> [Fragmento del texto]:
◆ ◆ ◆

Pero casi al mismo tiempo que la televisión lanzaba ese mensaje se podía leer en la prensa una información que contrastaba radicalmente con el mismo y que si hubiera sido considerada, en lugar de acudir al recurso bufonesco del tópico elevado a la categoría de información, el programa habría tenido que reflejar una realidad muy distinta y más cercana a la verdad de los hechos.
Y es que, según se publicaba en estos días, un 38% de los trabajadores españoles dedica entre 30 y 45 minutos al almuerzo, mientras que la media comunitaria que dedican ese tiempo a comer está en torno al 40%. Esto es, parece que ni los problemas de nuestro mercado de trabajo se encuentran en la falta de abnegación y sacrificio de nuestros trabajadores ni somos, para mal, tan distintos de los trabajadores alemanes como algunos quieren hacernos creer.

◆ ◆ ◆

> [Muestra de datos]:
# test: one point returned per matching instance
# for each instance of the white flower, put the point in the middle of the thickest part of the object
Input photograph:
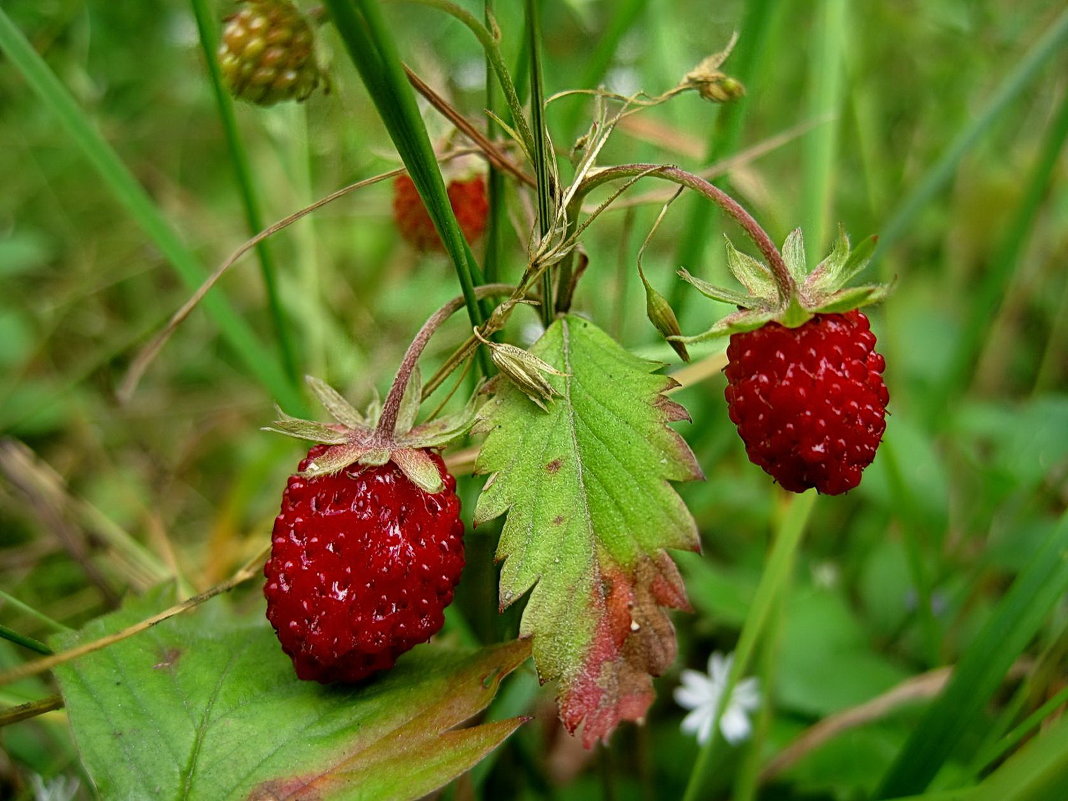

◆ ◆ ◆

> [Tarea]: Continúa el texto sobre el tiempo que los trabajadores españoles dedican al almuerzo a partir de su última frase.

> [Respuesta]:
La cuestión, más allá de la anécdota, es expresiva de algo más profundo puesto que constituye la prueba evidente de que las simplificaciones sobre las que se sustentan los tópicos obedecen a estrategias ideológicas orientadas a la construcción de una imagen del otro funcional a la consolidación de una identidad propia que se construye desde la confrontación y a partir de la contraposición de tópicos de distinto orden y valoración ética. Una identidad que, además, debe reforzar nuestros intereses frente a los suyos y servir a una interpretación del mundo en términos de juegos de suma cero en donde lo que gana uno solo puede conseguirse a costa del otro. Una identidad, en definitiva, puesta al servicio de la erosión de esos frágiles hilos de la solidaridad que se construyen sobre la base de destacar lo común frente a lo que nos separa y que se sustenta sobre unos tópicos que, llegado el momento (si es que no ha llegado ya), permitirán marcar distancias que justifiquen el enfrentamiento y la opresión de las hormigas sobre las cigarras o, lo que es peor, la lucha fratricida entre hormigas.